> **EXERCISE**:
The full set of records must be printed exactly as given.

___ INFORMATION PROVIDED

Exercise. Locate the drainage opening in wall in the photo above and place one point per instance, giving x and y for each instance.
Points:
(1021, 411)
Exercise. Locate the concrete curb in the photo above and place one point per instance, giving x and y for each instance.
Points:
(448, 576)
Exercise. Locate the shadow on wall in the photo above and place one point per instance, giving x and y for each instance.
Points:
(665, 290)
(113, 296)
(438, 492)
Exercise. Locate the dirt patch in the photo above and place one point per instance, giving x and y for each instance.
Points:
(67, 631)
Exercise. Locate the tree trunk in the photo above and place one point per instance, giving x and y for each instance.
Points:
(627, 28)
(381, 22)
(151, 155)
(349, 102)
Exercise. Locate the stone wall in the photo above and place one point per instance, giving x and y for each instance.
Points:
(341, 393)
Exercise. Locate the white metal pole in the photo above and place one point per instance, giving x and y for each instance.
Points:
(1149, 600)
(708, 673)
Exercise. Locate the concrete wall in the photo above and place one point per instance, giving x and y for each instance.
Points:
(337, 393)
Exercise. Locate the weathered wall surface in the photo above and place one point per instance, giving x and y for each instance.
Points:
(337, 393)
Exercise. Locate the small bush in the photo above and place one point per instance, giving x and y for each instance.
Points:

______

> **PROBLEM SOLUTION**:
Exercise. Locate the drainage opening in wall in the photo above and place one point per instance, giving x and y for each instance.
Points:
(1021, 411)
Exercise. Locate the concrete curb in the photo above and place one point per instance, giving x and y for each instance.
Points:
(448, 576)
Exercise. Locate the shadow on wall in the photo above and place one point per instance, giving x and y for each instance.
Points:
(665, 290)
(113, 296)
(438, 492)
Exercise. Locate the dirt patch in the photo above and place one point per instance, giving x and y for each instance.
Points:
(67, 631)
Exercise. Locate the tree trunk in the photo above and place one point per instance, giving x and y for each instance.
Points:
(627, 28)
(381, 22)
(151, 155)
(349, 102)
Exercise. Locate the stone wall in the photo above and place one point per instance, giving x and y for each instance.
Points:
(341, 393)
Exercise. Locate the white metal pole in the photo above and place one point per instance, giving x and y for each instance.
Points:
(1149, 600)
(708, 673)
Exercise. Locate the concrete wall in the photo above and place one point per instance, giving x and y for each instance.
Points:
(337, 393)
Exercise. Locate the weathered wall surface in the photo above and place one point per instance, giving x and y for each instance.
Points:
(337, 393)
Exercise. Locate the small bush in the photo above and place one point per instance, giving x and y for each instance.
Points:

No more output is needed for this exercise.